Your instructions: What lines of the material below include the string "body"? Copy all of them.

══ Record set

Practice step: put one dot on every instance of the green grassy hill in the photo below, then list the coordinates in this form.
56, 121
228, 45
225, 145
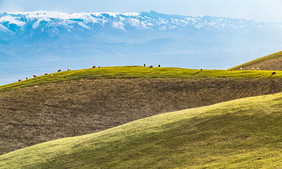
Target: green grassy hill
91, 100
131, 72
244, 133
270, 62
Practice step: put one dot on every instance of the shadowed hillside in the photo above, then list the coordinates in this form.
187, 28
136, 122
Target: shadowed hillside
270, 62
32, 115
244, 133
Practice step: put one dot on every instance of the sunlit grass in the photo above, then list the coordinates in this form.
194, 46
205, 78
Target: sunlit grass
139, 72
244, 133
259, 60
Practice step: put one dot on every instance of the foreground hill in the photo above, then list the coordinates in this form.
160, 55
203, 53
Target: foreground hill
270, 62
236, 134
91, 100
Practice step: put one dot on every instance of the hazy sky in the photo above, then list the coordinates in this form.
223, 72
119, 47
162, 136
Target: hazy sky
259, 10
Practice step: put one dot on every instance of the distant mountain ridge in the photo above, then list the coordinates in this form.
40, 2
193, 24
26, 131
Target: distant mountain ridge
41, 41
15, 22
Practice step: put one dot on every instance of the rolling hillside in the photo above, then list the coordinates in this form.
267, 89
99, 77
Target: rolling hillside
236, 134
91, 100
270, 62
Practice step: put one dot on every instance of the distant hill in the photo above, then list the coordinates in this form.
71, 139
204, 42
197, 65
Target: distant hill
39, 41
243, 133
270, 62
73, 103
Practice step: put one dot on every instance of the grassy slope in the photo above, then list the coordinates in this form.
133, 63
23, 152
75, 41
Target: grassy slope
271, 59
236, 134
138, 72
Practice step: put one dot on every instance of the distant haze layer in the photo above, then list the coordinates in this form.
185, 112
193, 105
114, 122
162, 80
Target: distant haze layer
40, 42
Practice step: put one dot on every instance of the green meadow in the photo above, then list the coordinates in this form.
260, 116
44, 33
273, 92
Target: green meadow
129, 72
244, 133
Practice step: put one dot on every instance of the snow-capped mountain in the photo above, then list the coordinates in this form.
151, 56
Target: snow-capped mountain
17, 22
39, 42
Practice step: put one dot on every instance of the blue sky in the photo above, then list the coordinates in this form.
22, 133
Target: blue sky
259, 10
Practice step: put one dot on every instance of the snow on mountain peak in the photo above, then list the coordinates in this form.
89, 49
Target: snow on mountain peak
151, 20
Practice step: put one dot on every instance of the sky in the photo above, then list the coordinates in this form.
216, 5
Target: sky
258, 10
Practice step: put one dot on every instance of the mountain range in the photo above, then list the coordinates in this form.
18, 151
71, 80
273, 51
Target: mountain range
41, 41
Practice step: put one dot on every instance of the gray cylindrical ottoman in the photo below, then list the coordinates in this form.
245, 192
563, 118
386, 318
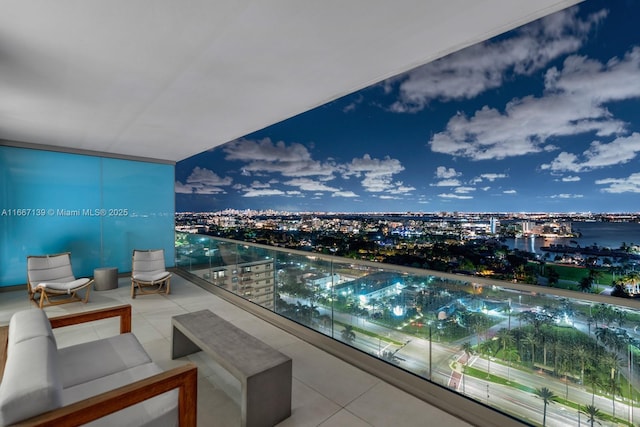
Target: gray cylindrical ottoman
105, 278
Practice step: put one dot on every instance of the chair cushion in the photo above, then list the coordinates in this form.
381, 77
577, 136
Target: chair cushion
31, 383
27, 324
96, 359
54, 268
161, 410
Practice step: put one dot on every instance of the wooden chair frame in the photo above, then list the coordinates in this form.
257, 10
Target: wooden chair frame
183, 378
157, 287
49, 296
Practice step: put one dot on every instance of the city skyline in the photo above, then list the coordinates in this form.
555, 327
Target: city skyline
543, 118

════
══ Record set

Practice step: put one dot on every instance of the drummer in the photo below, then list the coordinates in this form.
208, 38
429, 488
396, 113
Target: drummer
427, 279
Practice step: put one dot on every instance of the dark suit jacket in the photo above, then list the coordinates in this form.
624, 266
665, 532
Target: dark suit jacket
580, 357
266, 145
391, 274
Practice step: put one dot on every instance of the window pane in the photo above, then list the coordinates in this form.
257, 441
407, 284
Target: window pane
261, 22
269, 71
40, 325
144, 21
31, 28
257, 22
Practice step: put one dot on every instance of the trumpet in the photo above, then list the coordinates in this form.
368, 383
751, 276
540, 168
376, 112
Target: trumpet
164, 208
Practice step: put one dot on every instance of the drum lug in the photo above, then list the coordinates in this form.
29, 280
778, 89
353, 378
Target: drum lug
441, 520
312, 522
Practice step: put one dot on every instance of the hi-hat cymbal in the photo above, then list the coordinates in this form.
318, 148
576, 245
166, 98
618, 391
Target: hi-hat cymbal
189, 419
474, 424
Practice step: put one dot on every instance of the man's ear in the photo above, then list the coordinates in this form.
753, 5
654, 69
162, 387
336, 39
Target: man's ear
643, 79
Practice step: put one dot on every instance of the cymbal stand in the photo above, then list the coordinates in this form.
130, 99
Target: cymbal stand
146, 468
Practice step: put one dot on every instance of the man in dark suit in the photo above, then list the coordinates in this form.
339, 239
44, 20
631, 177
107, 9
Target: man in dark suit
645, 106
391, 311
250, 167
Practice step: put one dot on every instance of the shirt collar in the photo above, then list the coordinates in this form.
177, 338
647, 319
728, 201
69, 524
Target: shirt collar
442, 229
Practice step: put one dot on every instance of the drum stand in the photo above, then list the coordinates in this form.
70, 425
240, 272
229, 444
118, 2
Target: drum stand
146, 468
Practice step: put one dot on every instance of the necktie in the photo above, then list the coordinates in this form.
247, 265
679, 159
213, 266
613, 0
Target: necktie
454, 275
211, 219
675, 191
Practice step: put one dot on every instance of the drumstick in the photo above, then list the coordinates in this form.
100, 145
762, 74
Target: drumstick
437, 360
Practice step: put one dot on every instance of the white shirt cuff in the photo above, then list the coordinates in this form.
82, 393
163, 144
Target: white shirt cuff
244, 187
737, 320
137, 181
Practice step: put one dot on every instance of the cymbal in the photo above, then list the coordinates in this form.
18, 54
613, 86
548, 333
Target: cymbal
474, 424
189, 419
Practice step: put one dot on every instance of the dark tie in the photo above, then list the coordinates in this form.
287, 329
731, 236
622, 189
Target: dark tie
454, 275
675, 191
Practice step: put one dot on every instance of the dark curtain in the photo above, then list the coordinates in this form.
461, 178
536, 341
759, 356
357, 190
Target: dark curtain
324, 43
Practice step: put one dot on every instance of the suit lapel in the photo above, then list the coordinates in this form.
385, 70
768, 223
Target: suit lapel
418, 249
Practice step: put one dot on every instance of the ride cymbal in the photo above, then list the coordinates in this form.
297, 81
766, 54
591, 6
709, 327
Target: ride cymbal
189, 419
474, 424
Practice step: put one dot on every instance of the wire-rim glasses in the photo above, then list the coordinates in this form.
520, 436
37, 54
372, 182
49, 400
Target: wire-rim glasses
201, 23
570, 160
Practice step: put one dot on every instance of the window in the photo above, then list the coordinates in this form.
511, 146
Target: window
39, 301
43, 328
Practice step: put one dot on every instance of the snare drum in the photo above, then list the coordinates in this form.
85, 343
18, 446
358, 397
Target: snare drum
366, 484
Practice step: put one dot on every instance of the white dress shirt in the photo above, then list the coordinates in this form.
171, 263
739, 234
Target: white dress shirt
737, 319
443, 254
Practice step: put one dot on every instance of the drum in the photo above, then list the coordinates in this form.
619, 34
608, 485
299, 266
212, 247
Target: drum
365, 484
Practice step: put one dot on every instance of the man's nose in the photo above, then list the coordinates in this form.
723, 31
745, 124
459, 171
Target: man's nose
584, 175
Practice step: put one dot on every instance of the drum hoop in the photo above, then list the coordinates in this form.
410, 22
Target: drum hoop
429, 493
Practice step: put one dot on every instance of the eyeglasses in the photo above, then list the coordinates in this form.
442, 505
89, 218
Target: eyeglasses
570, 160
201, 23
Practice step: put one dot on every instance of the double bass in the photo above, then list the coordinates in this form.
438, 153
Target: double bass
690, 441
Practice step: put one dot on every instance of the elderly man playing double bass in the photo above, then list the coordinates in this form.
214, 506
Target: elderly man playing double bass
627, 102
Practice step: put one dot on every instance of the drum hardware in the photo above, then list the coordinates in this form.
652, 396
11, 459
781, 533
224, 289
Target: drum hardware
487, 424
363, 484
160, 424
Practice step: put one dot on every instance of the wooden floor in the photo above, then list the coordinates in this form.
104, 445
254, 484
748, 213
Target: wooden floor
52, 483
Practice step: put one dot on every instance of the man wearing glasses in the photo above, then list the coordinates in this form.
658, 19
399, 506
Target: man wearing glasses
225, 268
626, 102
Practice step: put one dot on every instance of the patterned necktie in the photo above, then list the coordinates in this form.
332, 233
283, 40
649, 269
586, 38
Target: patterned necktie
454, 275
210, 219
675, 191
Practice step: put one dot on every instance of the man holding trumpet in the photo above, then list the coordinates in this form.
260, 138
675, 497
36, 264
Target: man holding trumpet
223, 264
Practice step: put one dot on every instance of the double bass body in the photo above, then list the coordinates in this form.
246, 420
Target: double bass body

════

Exercise output:
Practice step: put one dot on every instance of the double bass body in the photo above, then list the coordinates in this form.
Target: double bass body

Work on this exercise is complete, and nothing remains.